## TASK STATEMENT
Repeat the data exactly, every last line of it.

## TASK MATERIAL

------------

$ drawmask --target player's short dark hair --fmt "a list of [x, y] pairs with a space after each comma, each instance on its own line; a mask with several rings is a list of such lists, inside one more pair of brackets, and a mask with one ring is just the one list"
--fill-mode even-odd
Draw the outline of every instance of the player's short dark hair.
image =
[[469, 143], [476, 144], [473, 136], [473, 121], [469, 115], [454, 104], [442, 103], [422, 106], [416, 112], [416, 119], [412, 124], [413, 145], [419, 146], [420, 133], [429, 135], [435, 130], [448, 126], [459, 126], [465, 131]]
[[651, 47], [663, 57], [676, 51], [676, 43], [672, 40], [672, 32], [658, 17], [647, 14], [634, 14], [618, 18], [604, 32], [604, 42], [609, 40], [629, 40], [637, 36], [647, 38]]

------------

## WRITTEN RESPONSE
$ drawmask --target player's short dark hair --fmt "a list of [x, y] pairs with a space after each comma, each instance on its own line; a mask with several rings is a list of such lists, inside one more pair of brackets, and a mask with one ring is just the one list"
--fill-mode even-odd
Draw the outline of every instance of the player's short dark hair.
image =
[[469, 143], [476, 144], [473, 136], [473, 121], [469, 115], [454, 104], [442, 103], [422, 106], [416, 112], [416, 119], [412, 124], [413, 145], [419, 146], [420, 133], [429, 135], [435, 130], [448, 126], [459, 126], [465, 131]]
[[651, 47], [663, 57], [676, 51], [676, 43], [672, 40], [672, 32], [658, 17], [647, 14], [634, 14], [618, 18], [604, 32], [604, 42], [609, 40], [629, 40], [637, 36], [647, 38]]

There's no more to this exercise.